+++ GIVEN RECORDS +++

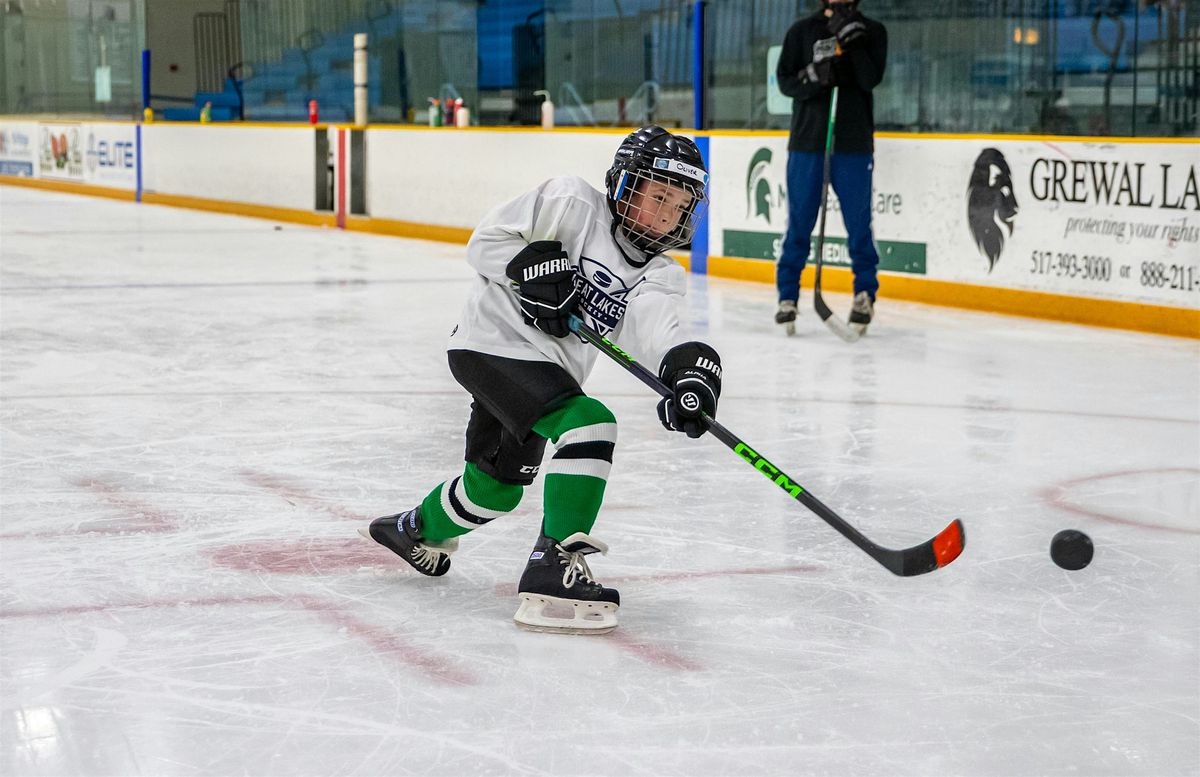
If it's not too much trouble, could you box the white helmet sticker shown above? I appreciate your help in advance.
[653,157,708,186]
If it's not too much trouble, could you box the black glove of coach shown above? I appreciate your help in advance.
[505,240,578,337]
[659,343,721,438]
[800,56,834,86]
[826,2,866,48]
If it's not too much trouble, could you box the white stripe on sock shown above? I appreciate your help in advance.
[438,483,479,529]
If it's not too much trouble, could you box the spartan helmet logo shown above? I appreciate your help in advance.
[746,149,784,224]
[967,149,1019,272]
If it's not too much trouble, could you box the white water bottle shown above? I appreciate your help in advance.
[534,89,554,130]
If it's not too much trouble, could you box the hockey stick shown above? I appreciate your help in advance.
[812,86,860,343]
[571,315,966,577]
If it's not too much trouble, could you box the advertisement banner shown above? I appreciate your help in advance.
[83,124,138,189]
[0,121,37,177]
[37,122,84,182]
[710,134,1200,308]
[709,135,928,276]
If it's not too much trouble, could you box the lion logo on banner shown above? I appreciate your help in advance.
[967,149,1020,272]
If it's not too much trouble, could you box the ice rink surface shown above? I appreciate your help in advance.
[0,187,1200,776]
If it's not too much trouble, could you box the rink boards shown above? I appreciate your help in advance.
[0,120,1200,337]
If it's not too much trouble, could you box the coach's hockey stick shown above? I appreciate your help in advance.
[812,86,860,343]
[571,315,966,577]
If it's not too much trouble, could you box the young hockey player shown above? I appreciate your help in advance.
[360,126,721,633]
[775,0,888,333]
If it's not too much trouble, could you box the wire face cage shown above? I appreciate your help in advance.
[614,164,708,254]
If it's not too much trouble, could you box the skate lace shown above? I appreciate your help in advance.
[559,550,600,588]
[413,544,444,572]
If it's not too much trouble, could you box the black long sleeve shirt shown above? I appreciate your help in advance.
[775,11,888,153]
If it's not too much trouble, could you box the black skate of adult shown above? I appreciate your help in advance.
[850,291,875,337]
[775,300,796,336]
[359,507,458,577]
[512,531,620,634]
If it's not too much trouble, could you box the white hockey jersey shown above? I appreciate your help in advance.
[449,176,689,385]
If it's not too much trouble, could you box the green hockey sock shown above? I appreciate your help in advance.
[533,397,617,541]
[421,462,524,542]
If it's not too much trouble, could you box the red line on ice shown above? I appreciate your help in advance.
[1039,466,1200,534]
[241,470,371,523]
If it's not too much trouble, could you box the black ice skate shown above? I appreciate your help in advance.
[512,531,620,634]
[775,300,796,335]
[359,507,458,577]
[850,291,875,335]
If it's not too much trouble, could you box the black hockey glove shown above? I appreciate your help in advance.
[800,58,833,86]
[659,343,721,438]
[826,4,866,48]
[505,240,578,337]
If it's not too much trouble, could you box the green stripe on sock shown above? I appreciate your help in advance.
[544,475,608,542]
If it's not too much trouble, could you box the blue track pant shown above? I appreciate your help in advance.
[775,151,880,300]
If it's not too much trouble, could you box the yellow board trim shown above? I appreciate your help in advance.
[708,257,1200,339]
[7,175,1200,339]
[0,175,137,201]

+++
+++ GIVEN RECORDS +++

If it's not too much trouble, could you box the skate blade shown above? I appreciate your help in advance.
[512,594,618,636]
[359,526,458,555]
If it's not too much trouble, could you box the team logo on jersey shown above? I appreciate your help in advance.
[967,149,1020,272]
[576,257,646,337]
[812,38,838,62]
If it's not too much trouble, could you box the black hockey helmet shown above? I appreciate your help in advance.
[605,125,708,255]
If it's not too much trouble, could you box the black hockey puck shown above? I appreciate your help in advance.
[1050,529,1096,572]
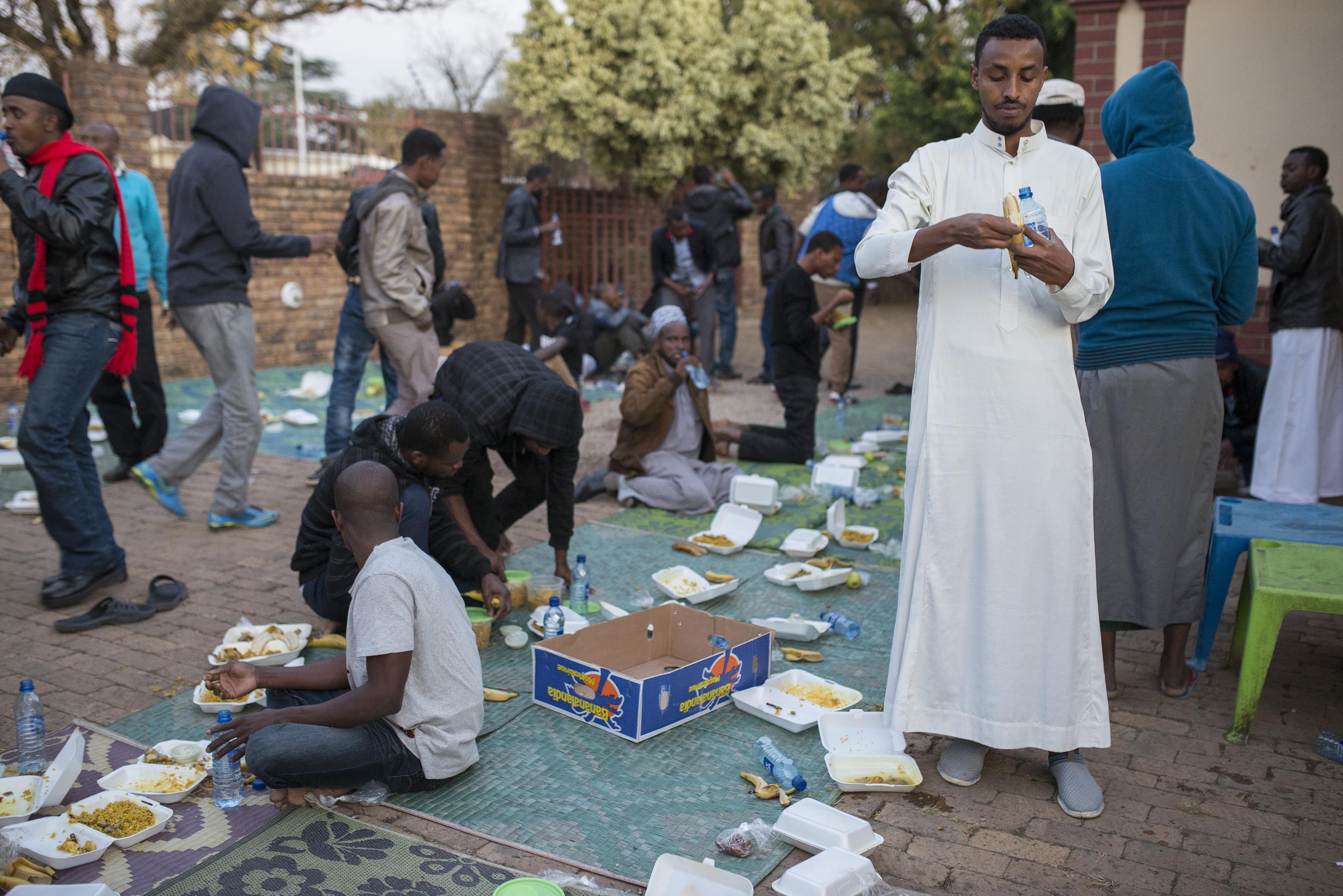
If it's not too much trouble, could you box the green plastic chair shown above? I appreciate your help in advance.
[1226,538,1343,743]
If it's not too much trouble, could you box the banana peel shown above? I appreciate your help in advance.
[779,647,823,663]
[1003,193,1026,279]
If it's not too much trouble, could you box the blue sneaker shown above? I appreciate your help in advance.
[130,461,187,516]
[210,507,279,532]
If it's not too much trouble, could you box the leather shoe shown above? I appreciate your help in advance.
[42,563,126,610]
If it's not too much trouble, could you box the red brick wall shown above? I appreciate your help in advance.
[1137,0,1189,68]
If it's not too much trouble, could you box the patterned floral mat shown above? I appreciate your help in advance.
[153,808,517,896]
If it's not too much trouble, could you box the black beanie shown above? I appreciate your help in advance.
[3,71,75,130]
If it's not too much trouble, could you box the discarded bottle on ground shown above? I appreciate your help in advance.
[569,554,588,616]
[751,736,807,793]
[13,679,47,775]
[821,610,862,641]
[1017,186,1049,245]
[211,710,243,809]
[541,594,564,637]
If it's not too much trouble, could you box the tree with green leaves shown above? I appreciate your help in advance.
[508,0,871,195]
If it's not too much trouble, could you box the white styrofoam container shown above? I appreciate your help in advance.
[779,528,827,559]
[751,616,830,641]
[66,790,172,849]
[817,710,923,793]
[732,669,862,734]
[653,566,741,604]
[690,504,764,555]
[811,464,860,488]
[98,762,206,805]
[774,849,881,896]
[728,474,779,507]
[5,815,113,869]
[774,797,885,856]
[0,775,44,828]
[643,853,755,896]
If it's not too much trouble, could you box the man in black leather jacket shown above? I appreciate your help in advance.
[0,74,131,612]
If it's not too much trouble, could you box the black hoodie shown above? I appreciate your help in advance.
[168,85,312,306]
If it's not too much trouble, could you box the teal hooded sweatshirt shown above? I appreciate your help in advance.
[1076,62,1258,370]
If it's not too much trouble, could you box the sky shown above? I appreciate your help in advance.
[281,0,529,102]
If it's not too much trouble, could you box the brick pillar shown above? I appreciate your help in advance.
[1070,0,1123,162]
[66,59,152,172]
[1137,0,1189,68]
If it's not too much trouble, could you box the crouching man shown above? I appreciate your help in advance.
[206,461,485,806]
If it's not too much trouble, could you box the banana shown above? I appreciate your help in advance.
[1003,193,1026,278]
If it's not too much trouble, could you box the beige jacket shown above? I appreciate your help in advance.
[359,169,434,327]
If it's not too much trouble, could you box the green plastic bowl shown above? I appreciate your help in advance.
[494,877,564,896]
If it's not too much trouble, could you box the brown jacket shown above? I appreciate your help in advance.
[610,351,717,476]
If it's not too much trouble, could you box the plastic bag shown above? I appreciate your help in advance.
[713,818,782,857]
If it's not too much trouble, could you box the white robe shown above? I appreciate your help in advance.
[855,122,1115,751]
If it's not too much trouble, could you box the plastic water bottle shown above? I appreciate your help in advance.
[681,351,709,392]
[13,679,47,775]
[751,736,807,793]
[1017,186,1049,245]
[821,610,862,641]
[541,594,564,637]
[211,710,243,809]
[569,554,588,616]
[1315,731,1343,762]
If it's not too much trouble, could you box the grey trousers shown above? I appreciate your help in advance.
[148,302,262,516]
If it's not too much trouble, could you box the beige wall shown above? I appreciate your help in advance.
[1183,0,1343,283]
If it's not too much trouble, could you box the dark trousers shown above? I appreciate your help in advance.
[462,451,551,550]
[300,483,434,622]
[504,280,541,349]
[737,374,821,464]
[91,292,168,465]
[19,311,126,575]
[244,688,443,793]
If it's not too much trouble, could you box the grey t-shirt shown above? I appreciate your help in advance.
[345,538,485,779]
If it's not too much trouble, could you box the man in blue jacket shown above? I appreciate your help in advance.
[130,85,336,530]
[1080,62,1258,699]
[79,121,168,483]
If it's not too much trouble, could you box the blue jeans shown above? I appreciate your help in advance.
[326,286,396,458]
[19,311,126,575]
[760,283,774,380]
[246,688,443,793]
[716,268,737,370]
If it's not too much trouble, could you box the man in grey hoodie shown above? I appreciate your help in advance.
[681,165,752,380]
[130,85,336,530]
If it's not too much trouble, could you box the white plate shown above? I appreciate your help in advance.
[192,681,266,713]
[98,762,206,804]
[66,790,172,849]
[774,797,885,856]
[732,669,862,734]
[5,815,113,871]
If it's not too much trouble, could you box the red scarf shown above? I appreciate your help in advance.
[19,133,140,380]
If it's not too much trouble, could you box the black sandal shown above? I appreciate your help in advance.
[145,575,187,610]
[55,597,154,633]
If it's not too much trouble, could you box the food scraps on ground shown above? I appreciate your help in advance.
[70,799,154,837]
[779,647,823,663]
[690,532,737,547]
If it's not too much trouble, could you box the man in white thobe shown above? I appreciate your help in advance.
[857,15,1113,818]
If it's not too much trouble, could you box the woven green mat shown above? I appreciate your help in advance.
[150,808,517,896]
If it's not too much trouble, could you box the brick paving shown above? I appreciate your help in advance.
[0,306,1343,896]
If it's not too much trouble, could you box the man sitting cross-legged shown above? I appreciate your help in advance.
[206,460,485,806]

+++

Which lines in the items above contain the word "beige"? Gather each of them, copied in full.

▶ [ANSWER TO THIS EXERCISE]:
If it's not too much trouble, could you box the beige jacket shown above? I appreciate your help in advance.
If it's not too much trouble, could you box the beige wall shown above? I appreciate your help in advance.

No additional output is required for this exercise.